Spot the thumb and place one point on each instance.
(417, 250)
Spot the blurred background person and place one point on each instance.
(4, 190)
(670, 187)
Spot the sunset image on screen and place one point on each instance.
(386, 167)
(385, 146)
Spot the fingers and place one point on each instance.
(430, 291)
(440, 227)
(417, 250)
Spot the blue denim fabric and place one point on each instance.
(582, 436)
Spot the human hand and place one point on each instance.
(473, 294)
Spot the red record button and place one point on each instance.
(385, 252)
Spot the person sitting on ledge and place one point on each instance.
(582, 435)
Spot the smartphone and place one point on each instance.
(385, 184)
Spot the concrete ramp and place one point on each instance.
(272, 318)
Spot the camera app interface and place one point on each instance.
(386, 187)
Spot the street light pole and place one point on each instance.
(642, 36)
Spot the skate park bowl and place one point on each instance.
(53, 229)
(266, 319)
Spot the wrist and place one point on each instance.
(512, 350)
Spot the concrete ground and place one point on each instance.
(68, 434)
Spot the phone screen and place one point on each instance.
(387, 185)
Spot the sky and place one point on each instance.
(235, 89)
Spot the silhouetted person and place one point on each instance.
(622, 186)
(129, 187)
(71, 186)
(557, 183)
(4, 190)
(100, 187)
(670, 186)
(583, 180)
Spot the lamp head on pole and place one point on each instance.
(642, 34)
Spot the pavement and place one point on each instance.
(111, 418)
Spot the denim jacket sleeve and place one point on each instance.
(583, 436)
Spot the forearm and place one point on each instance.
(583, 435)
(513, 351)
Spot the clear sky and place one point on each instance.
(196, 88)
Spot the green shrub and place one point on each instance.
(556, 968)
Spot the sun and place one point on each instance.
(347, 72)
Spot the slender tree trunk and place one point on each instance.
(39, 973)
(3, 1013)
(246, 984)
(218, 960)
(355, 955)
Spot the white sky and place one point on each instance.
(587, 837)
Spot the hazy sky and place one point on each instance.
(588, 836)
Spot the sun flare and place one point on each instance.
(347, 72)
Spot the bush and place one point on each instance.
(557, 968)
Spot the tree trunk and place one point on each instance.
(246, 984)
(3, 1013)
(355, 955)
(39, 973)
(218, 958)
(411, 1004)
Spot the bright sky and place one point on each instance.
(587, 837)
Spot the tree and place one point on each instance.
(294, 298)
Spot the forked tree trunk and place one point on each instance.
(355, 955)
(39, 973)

Exercise brief:
Write the material out again word for word.

Correct result:
Spot the thumb and place one point on each instance.
(417, 250)
Spot the blurred background person and place one point on each instance.
(4, 190)
(670, 187)
Spot the sunset image on screen and place one point on each instance.
(386, 167)
(385, 146)
Spot the fingers and place one point on each instance.
(430, 291)
(440, 227)
(417, 250)
Spot the blue denim fabric and place one point on each instance.
(582, 436)
Spot the human hand and place one point on each instance.
(473, 294)
Spot the red record button and place one point on each instance.
(385, 252)
Spot the person sitting on ledge and place one point on each instance.
(582, 435)
Spot the smartphone and place one point on each instance.
(385, 184)
Spot the concrete ramp and place one point on each instance.
(272, 318)
Spot the camera app interface and place one point on each instance.
(386, 187)
Spot the street light pole and place one point on each instance.
(642, 36)
Spot the skate park bowl and place one point on each instance.
(53, 229)
(266, 319)
Spot the wrist and place one point on each instance.
(512, 350)
Spot the concrete ground and place one point on each instance.
(68, 434)
Spot the phone screen and place one point on each instance.
(387, 185)
Spot the sky and place one point on each instance.
(235, 89)
Spot the silhouetted person and place one point on each instance.
(622, 186)
(129, 187)
(71, 186)
(557, 183)
(4, 190)
(100, 187)
(670, 186)
(583, 180)
Spot the lamp head on pole and place one point on each instance.
(642, 34)
Spot the pavement and place one point on each instance.
(111, 418)
Spot the denim jacket sleeve and place one point on each instance.
(583, 436)
Spot the forearm and place one point on each instance.
(583, 435)
(513, 351)
Spot the clear sky and place one point on each instance.
(196, 88)
Spot the green shrub and place one point on each instance.
(556, 968)
Spot the sun and place one point on each instance.
(347, 72)
Spot the slender tree trunk and place one point on each instance.
(39, 973)
(3, 1013)
(246, 984)
(218, 960)
(355, 955)
Spot the white sky and place one point on each instance.
(587, 837)
Spot the hazy sky and place one point on each instance.
(588, 836)
Spot the sun flare and place one point on each instance.
(347, 72)
Spot the bush and place one point on each instance.
(557, 968)
Spot the tree trunk and place one point on each instance.
(246, 984)
(3, 1013)
(355, 955)
(39, 973)
(218, 958)
(411, 1004)
Spot the bright sky and place one point on each instance.
(587, 837)
Spot the tree and place one point on each instance.
(294, 298)
Spot the forked tree trunk and place one point on each instance.
(355, 955)
(39, 973)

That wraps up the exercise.